* _Prompt_
Please duplicate the rows below line for line, leaving out the pictures.

Rows of named-object pointing

===

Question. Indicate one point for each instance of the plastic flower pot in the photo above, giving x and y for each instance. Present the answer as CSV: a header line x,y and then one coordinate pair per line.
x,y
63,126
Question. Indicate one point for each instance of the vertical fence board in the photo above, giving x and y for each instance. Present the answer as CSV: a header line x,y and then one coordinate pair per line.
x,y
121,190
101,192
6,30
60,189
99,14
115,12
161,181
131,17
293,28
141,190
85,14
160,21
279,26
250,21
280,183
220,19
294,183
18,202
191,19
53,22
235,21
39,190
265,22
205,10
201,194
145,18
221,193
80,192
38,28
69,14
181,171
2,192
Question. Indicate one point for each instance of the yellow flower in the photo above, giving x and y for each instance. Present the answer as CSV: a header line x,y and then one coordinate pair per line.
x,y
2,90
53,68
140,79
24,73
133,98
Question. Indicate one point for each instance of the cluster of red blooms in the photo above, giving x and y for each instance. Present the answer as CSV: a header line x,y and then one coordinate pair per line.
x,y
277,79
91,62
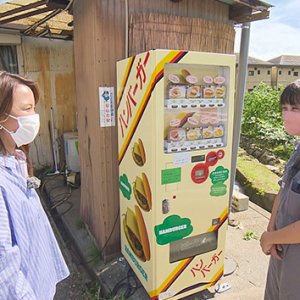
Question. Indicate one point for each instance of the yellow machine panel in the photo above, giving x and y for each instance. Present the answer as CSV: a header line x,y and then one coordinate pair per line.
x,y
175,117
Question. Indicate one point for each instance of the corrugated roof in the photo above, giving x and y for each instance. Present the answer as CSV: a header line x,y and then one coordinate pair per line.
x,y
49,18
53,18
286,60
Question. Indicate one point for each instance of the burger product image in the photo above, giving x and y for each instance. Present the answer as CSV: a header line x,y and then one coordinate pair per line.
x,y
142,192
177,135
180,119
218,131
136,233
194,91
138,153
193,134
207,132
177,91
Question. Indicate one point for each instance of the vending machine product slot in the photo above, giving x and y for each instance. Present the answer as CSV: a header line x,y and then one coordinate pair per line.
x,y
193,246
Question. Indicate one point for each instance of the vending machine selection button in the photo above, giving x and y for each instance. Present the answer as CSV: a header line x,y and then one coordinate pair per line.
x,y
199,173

===

* _Result for this exercise_
Question. Indicate one point for each instance of the plastic flower pot in the photo above, giving x and y for each instance. Present the answer as CSV: a header line x,y and then one coordinate pair per line.
x,y
63,126
Question. Indicate one point for each instance of the vertical fence board in the photo above, giving x and y for each instance. Present the answer as CSV: a header line x,y and then one coordinate pair per line.
x,y
121,190
101,192
6,30
60,189
99,14
115,12
161,181
131,17
293,28
141,190
85,14
160,21
279,26
250,21
280,183
220,19
294,183
18,202
191,19
53,22
235,21
39,190
265,22
205,10
201,194
145,18
221,193
80,192
38,28
69,14
181,171
2,192
Question. Indicate one point for each instance of the yellow flower in the photo above, giving x and y for each instance. Present the answer as CSV: a header line x,y and then one coordinate pair per line.
x,y
2,90
53,68
140,79
24,73
133,98
Question. Indicate one point for each instance of the cluster of red blooms in the photo above, giving x and y for each instance. Present the answer as CSV: a header line x,y and then one coordinate pair per line.
x,y
277,79
91,62
Question. Indicate one point for each instance of the yellow machine panel in the photo above, giving x and y for each instance. Present the answer as CSV: a header line x,y and then one coordinate pair per line.
x,y
175,117
Question. Indicate one point for each instance of the corrugated roof in the photo above, giving x and y for each instance. Present the answer as CSV: a header line x,y and then one coordinate pair per line.
x,y
49,18
53,18
286,60
Question. Indicate one point for each instance of the burger product image in the photo above, giving x and y for each instance. Present the answer as CSV: a header line x,y and then one coordinate pair per line.
x,y
142,192
177,135
180,119
218,131
136,233
194,91
138,153
193,134
207,132
177,91
Question. Indicate one point for each instance of the vending machine product slot in the photo above, giving x and y for each instance. Present the answer as CSV: a header line x,y and then one coordinate pair per line.
x,y
193,246
Question. Indicate one point for each instance of the vending machine selection button in the photo above, giving x and y for each instance. Present the answer as CSV: a header line x,y and then one coordinate pair per line.
x,y
199,173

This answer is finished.